WHAT IS BEING ASKED: The entries are to be reproduced verbatim, and their pictures left out.

[Data items]
++++++++++++++++++++
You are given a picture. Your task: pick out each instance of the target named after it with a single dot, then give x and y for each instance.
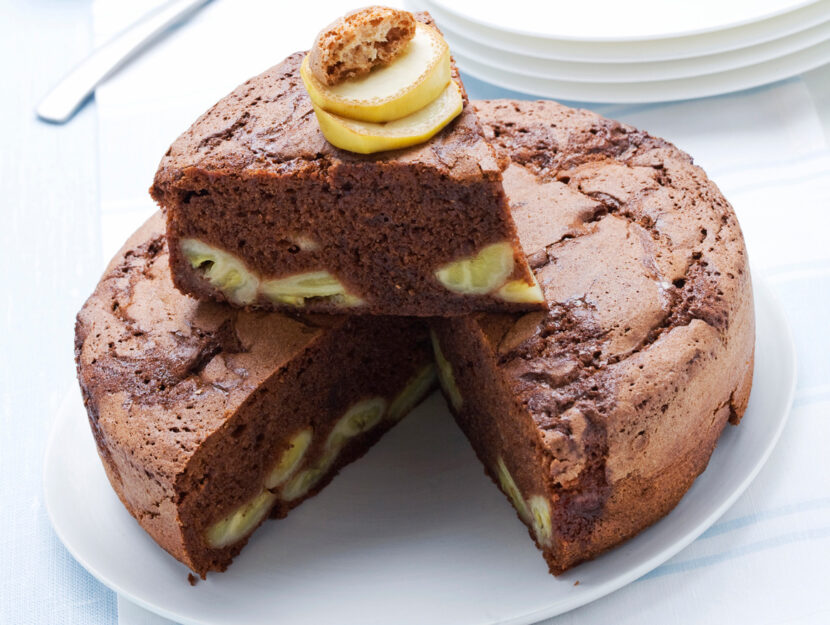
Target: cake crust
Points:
(191, 403)
(611, 403)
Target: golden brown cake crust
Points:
(192, 402)
(620, 391)
(254, 175)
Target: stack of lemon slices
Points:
(394, 106)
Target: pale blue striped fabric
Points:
(766, 560)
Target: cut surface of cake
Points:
(208, 419)
(263, 212)
(595, 417)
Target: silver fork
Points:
(65, 99)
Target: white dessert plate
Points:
(412, 533)
(632, 51)
(535, 67)
(611, 20)
(653, 91)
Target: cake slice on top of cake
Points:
(595, 417)
(264, 212)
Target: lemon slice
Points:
(479, 274)
(406, 85)
(368, 137)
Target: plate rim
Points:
(772, 15)
(761, 290)
(622, 52)
(764, 73)
(704, 65)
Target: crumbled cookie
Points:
(356, 43)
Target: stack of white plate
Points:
(633, 51)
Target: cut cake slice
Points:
(263, 212)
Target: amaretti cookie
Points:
(209, 419)
(263, 212)
(596, 416)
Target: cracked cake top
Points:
(635, 245)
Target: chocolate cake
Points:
(263, 212)
(208, 419)
(596, 416)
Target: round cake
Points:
(596, 416)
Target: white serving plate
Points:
(653, 91)
(412, 533)
(535, 67)
(611, 20)
(632, 51)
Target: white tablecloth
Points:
(766, 560)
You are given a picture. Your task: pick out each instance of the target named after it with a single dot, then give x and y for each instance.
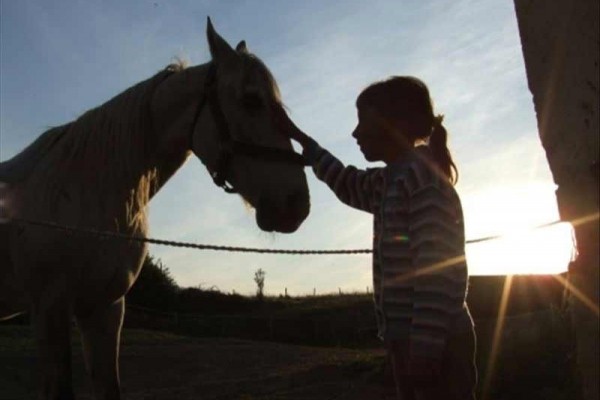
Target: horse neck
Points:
(174, 109)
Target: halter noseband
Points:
(229, 146)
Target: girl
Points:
(419, 268)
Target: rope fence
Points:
(237, 249)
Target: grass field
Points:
(319, 347)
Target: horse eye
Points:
(252, 100)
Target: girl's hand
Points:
(286, 126)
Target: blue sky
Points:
(59, 59)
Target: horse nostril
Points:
(296, 200)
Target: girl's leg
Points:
(398, 355)
(459, 375)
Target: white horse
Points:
(101, 170)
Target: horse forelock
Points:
(257, 65)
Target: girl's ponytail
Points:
(439, 148)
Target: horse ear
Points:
(219, 48)
(241, 47)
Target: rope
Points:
(171, 243)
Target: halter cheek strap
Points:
(230, 147)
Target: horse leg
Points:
(52, 326)
(100, 334)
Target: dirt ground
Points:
(216, 369)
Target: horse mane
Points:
(20, 166)
(106, 147)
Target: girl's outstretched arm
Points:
(354, 187)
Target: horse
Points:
(101, 170)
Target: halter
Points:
(229, 146)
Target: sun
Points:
(513, 212)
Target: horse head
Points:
(235, 135)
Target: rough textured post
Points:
(560, 41)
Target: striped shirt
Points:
(419, 267)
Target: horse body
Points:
(100, 172)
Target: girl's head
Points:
(396, 113)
++++++++++++++++++++
SOLUTION FOR THIS PROBLEM:
You are given a picture. Your task: pick out each instance of the target named after it with a single dot, then give x and y for each instance.
Target: cake crust
Points:
(191, 403)
(611, 403)
Target: golden brown cake crust
Points:
(192, 402)
(620, 391)
(254, 175)
Target: stack of lemon slices
Points:
(394, 106)
Target: pale blue striped fabric
Points:
(766, 560)
Target: cut surface of cake
Points:
(208, 419)
(263, 212)
(595, 417)
Target: silver fork
Points:
(65, 99)
Target: white dessert plate
Points:
(412, 533)
(632, 51)
(535, 67)
(611, 20)
(653, 91)
Target: cake slice on top of cake
Points:
(595, 417)
(264, 212)
Target: lemon slice
Points:
(479, 274)
(406, 85)
(368, 137)
Target: plate rim
Points:
(772, 15)
(761, 290)
(622, 52)
(764, 73)
(704, 65)
Target: crumbled cookie
Points:
(356, 43)
Target: stack of white plate
Points:
(633, 51)
Target: cut cake slice
Points:
(263, 212)
Target: amaretti cookie
Points:
(209, 419)
(263, 212)
(596, 416)
Target: cracked cake top
Points:
(635, 245)
Target: chocolate cake
Points:
(263, 212)
(208, 419)
(596, 416)
Target: round cake
Points:
(596, 416)
Target: white serving plate
Points:
(653, 91)
(412, 533)
(535, 67)
(611, 20)
(632, 51)
Target: white tablecloth
Points:
(766, 560)
You are given a picture. Your task: pick out each instance of the target named after it with a single dot, then give x and y for each instance.
Target: horse neck
Points:
(174, 109)
Target: halter noseband
Points:
(229, 146)
Target: girl
Points:
(419, 268)
Target: rope fence
Points:
(237, 249)
Target: grass field
Points:
(319, 347)
Target: horse eye
Points:
(252, 100)
Target: girl's hand
Points:
(286, 126)
Target: blue sky
Points:
(59, 59)
Target: horse nostril
Points:
(296, 200)
Target: girl's leg
Points:
(398, 355)
(459, 375)
Target: white horse
Points:
(101, 170)
Target: horse forelock
Points:
(257, 65)
Target: girl's ponytail
Points:
(439, 148)
Target: horse ear
Points:
(219, 48)
(241, 47)
Target: rope
Points:
(171, 243)
Target: halter cheek strap
Points:
(230, 147)
Target: horse leg
Points:
(52, 326)
(100, 334)
Target: dirt ground
Points:
(216, 369)
Target: horse mane
Points:
(20, 166)
(106, 147)
Target: girl's outstretched arm
Points:
(354, 187)
Target: horse
Points:
(101, 170)
Target: halter
Points:
(229, 146)
Target: sun
Points:
(513, 212)
Target: horse head
Points:
(235, 135)
Target: rough textured post
Points:
(560, 41)
Target: striped shirt
Points:
(419, 267)
Target: horse body
Points:
(100, 172)
Target: girl's head
Points:
(396, 113)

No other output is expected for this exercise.